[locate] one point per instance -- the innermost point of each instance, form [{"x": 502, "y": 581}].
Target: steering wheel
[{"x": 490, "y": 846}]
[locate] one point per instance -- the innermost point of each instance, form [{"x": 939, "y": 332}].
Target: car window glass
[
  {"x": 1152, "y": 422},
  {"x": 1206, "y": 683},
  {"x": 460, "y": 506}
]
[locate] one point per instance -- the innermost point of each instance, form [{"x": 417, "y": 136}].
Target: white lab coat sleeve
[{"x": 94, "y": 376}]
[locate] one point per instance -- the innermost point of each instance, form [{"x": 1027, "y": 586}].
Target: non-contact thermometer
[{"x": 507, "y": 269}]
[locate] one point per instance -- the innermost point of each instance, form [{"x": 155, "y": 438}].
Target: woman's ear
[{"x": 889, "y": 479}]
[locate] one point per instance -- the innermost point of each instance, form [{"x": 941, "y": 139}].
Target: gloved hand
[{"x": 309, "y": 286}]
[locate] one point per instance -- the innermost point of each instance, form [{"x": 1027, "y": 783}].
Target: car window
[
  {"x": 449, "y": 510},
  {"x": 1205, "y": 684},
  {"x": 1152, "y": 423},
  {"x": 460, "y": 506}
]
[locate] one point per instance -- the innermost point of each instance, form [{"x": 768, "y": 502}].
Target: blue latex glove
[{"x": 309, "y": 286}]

◆ ◆ ◆ ◆ ◆ ◆ ◆

Given problem:
Write every record out again, unaltered.

Result of the task:
[locate] one point per instance -- the innermost point of each instance, form [{"x": 502, "y": 581}].
Target: steering wheel
[{"x": 490, "y": 846}]
[locate] one point per instance -- the innermost point of each instance, form [{"x": 939, "y": 332}].
Target: car window glass
[
  {"x": 1152, "y": 422},
  {"x": 1206, "y": 683},
  {"x": 460, "y": 506}
]
[locate] one point per instance -- the innermost point of each instance, form [{"x": 417, "y": 136}].
Target: white lab coat sleeve
[{"x": 94, "y": 376}]
[locate] one point per instance -- the innermost point of each instance, form [{"x": 1027, "y": 586}].
Target: non-contact thermometer
[{"x": 507, "y": 269}]
[locate] one point per instance -- the innermost point of each instance, form [{"x": 155, "y": 438}].
Target: woman's ear
[{"x": 889, "y": 479}]
[locate] one point per instance -- the innermost point of each instance, form [{"x": 941, "y": 139}].
Target: gloved hand
[{"x": 309, "y": 286}]
[locate] one point per instance -- the innermost point of each instance, form [{"x": 1027, "y": 783}].
Target: car window
[
  {"x": 449, "y": 510},
  {"x": 1205, "y": 684},
  {"x": 1152, "y": 423},
  {"x": 460, "y": 506}
]
[locate] one point per instance -- the innermost point of each instance, form [{"x": 768, "y": 502}].
Target: blue latex glove
[{"x": 309, "y": 286}]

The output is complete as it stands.